WHAT IS NEEDED — Would you count the lines below that contain the string "target" and reply with that number only?

--- MATERIAL PROVIDED Enclosed Below ---

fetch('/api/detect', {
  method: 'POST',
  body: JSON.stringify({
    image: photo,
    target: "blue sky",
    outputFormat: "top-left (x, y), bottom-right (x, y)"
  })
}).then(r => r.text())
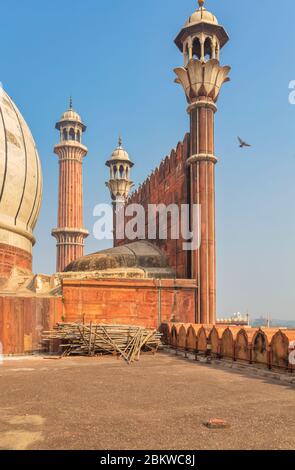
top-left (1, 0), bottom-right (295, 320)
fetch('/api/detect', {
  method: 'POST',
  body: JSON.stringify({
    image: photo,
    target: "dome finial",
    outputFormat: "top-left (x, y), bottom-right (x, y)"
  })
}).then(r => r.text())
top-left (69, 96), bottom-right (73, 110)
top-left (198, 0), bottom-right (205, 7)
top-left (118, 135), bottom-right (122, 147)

--- End of Enclosed MATERIAL PROVIDED ---
--- MATERIAL PROVIDED Enclosed Below ---

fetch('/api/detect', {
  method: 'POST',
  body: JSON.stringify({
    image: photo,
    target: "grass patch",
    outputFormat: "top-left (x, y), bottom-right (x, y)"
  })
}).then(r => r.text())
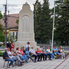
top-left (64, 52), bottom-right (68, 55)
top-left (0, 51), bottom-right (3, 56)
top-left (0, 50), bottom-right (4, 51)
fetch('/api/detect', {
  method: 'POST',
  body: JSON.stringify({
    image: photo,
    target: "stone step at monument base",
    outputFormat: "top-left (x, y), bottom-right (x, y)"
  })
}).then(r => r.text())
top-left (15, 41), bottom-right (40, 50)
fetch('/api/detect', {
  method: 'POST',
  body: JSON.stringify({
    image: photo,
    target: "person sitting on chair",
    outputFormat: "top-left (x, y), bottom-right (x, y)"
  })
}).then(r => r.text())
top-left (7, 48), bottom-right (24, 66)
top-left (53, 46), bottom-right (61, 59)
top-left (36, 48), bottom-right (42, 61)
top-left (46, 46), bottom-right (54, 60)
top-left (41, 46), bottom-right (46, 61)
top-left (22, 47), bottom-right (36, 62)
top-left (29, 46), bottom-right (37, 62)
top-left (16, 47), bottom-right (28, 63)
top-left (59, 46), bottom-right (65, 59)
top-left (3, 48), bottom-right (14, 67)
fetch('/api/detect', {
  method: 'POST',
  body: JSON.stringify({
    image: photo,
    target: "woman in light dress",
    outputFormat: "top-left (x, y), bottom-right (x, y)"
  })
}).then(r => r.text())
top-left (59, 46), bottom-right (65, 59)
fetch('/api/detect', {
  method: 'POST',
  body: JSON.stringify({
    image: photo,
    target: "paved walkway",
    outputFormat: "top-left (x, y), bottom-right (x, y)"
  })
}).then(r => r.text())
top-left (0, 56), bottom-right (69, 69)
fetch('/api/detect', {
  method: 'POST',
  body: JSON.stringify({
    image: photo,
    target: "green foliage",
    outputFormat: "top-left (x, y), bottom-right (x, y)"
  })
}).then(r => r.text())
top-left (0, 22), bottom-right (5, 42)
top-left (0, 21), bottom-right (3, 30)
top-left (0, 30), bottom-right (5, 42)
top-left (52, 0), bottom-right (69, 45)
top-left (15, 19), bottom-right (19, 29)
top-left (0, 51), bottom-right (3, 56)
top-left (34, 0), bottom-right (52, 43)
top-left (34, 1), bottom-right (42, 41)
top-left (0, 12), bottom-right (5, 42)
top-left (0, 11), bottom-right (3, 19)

--- End of Enclosed MATERIAL PROVIDED ---

EXERCISE RESPONSE — 8